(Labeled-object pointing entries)
↓

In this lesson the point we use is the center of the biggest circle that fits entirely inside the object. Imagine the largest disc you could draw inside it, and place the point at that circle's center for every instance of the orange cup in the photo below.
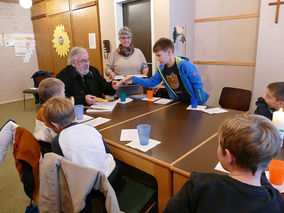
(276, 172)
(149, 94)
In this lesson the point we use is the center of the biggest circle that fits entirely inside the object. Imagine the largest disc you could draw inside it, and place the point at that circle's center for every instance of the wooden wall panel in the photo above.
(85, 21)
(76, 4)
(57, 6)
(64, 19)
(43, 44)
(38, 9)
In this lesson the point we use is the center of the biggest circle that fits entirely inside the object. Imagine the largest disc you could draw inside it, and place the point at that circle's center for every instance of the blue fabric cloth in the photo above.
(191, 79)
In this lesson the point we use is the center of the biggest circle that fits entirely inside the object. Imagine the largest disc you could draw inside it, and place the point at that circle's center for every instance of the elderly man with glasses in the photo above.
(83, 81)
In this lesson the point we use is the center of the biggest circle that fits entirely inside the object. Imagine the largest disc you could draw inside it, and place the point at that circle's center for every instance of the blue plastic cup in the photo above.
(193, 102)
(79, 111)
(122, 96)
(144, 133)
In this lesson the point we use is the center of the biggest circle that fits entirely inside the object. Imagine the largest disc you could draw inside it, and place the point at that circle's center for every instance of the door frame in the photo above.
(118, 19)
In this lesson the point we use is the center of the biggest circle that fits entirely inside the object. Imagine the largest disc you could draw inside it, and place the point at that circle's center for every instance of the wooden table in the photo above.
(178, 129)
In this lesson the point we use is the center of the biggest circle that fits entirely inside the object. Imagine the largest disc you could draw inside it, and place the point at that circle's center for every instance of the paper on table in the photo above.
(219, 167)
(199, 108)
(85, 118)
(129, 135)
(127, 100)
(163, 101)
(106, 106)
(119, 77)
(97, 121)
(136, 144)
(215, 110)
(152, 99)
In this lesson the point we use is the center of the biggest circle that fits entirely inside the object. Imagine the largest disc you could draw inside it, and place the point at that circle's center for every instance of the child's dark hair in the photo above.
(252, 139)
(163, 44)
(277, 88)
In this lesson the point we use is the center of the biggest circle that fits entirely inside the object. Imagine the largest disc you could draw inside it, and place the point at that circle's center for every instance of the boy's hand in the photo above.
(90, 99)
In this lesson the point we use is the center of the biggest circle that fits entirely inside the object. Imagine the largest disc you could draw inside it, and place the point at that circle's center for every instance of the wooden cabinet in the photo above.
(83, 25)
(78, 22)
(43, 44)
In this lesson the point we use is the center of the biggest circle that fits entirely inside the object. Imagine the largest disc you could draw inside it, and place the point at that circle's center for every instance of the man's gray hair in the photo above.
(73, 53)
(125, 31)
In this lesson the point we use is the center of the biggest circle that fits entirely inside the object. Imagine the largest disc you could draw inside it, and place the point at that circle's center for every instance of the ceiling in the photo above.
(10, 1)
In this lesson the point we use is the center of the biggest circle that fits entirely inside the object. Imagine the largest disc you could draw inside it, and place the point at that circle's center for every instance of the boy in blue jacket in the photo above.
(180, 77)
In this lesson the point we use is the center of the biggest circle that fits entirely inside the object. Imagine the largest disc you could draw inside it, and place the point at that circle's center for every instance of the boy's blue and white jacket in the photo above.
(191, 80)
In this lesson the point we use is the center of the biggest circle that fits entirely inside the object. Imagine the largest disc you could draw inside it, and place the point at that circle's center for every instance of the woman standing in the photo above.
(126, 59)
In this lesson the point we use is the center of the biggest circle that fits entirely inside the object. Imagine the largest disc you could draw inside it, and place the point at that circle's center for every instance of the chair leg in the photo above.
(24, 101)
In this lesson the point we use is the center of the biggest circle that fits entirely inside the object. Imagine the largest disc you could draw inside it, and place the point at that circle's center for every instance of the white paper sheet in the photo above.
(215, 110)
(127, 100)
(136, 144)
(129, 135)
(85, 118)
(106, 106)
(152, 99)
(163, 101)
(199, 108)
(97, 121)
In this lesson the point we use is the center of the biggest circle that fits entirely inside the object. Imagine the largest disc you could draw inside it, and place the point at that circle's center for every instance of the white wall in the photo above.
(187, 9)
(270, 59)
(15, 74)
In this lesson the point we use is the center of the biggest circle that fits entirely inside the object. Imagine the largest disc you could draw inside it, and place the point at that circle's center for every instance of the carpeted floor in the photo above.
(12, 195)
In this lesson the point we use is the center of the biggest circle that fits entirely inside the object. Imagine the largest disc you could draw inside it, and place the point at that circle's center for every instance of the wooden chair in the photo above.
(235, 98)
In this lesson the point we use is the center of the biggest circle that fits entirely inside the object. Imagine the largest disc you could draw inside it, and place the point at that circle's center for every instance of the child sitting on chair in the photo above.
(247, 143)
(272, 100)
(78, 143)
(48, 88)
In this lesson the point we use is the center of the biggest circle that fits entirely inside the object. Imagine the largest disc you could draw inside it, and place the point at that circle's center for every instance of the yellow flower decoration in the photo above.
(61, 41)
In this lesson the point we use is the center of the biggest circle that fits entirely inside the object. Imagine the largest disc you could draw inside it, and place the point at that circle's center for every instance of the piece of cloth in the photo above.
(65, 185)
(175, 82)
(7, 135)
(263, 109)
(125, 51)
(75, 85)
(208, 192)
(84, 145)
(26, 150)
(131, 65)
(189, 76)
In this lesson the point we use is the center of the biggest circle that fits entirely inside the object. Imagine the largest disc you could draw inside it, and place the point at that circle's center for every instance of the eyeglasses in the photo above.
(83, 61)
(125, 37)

↑

*GOAL OF THE EXERCISE*
Quote all the records verbatim, dropping any pictures from your copy.

*FINISHED EXERCISE*
In this lesson the point we use is the center of the biggest circle that fits entirely inside the object. Imagine the largest disc you could draw inside it, and place the point at that circle's center for every instance of the orange cup in the photo below.
(276, 172)
(149, 94)
In this lesson the point we use is the center of the biggest circle that fits entirely inside the object. Imagine the largest disc you could draw inside it, and place the point at that circle's center for every instance of the wooden wall panel in the photo above.
(85, 21)
(76, 4)
(57, 6)
(64, 19)
(43, 44)
(38, 9)
In this lesson the point we use is the center of the biggest circle that fits entirely inside the object. Imagine the largest disc you could draw inside it, and place the point at that circle's center for every instance of the blue fabric cloth in the photo above.
(191, 79)
In this lesson the point we use is the center of the biggest circle that fits entirely inside the object. Imagine the largest disc you could draw inside it, and place the point at that circle's center for every instance of the elderly man with glasses in the photo above.
(83, 81)
In this lesson the point we use is the center of the biggest circle that fits entirely inside the object. Imagine the largest disc you could draw inside it, and place the point at that circle's center for every instance of the blue plastic cup in the photo above.
(193, 102)
(79, 111)
(122, 96)
(144, 133)
In this lesson the point we use is the center of the biggest circle that fits entirely inside the object. Imagine the largest disc you could draw inside it, and place the point at that circle's center for every instance of the door frame in the photo above.
(118, 19)
In this lesson the point we use is the center of the biggest circle that fits entirely inside the object. Imagine the largest disc you could draw inside it, and place the point at that circle's center for every instance of the wooden table in the photo above.
(178, 129)
In this lesson the point we use is the center of the biggest circle that fits entirely inside the object. Imagine the largest disc you could draw inside it, and place the point at that circle's center for every instance of the paper on table in the photo above.
(219, 167)
(199, 108)
(85, 118)
(129, 135)
(127, 100)
(163, 101)
(106, 106)
(119, 77)
(97, 121)
(136, 144)
(215, 110)
(152, 99)
In this lesson the point we use is the center of the biggest circle that fits entirely inside the object. Imagine the largest disc you could draw inside it, and place the point at that circle's center for every instance of the child's dark hair in the photo above.
(252, 139)
(163, 44)
(277, 88)
In this lesson the point we use is the center of the biggest circle that fits entirely inside the object. Imagine the largest disc you could draw inside it, and place the point at that circle's center for every instance of the boy's hand in the photo above.
(90, 99)
In this lesson the point we use is the center of the biggest circle that fits entirely inside the object. Imagine the largest disc you could draw inside it, and place the point at that circle's center for every instance of the wooden cabinet in the photo above.
(83, 25)
(78, 22)
(43, 44)
In this lesson the point we use is the center of the biggest circle that fits entirely inside the object. Imagine the largest disc you could draw inside it, and place the point at that circle's center for every instance of the man's gray hair in the photo above.
(73, 53)
(125, 31)
In this lesson the point we use is the center of the biggest circle that fits entirely inside the object. Imagine the largest disc you could draw inside it, and place the point at that circle's center for every instance of the ceiling in the photo above.
(10, 1)
In this lesson the point we use is the center of the biggest circle that fits entirely inside the object. Imagine the largest disc you could draw inside it, and place the point at that circle's center for every instance of the boy in blue jacket in the photo above.
(180, 77)
In this lesson the point we use is the center of the biggest circle that fits entirely inside the object. Imagine the largest disc you could draw inside it, and place the point at that circle's center for every instance of the boy's blue and white jacket in the photo above.
(191, 80)
In this lesson the point we use is the center of the biggest circle that fits entirely inside the object. Imagine the largest disc you could draw inside it, and place the point at that circle's center for every instance of the woman standing in the photo above.
(126, 59)
In this lesson the point we use is the center of the biggest circle that fits entirely inside the object. Imagine the largest disc you could draw inside it, and place the point at that circle's center for every instance of the chair leg in the photo above.
(24, 101)
In this lesson the point we use is the center of the biggest circle that fits entirely inside the object. Imagine the largest disc you could draw inside it, and place the point at that circle's center for every instance of the white paper sheet in the photo above.
(215, 110)
(127, 100)
(136, 144)
(129, 135)
(85, 118)
(106, 106)
(152, 99)
(163, 101)
(199, 108)
(97, 121)
In this lesson the point we use is the center of the biggest circle that fits entirely inside the object. Imagine the largest disc you could draw inside it, and place the point at that circle's center for every instance of the white wall in the photo above.
(187, 9)
(270, 59)
(15, 74)
In this lesson the point we use is the center of the biggest circle that fits entirely inside the object. Imagine the largest disc you could draw inside it, and place the point at that circle's center for every instance of the carpeted floor in the photo above.
(12, 195)
In this lesson the point we use is the center of the biggest circle that fits entirely inside the object. Imagine the largest disc you could draw inside it, and place the point at that circle's center for every instance of the wooden chair in the photo above.
(235, 98)
In this lesson the point we use is the center of the biggest circle that fits entirely inside the object. Imagine the largest disc you could draw inside it, and place the point at that circle's center for every instance of the child sitting on chair in the photo above.
(247, 143)
(272, 100)
(78, 143)
(48, 88)
In this lesson the point we use is the center of the biggest circle that fits entirely inside the object. Imagine the largest disc you could draw inside it, and place the point at that circle's center for every instance of the yellow flower decoration in the photo above.
(61, 41)
In this lesson the point we use is the center of the biggest circle that fits entirely inside the object. Imagine the largest disc you could draw inside it, and place the point at that circle's center for every instance of the piece of cloth in the photo above.
(65, 185)
(175, 82)
(7, 135)
(263, 109)
(125, 51)
(75, 85)
(208, 192)
(84, 145)
(26, 150)
(131, 65)
(189, 76)
In this lesson the point we use is the center of the biggest circle that fits entirely inside the object. Imagine the largest disc you could draw inside it, and place the point at that circle's center for every instance of the eyeglasses in the photo above.
(83, 61)
(125, 37)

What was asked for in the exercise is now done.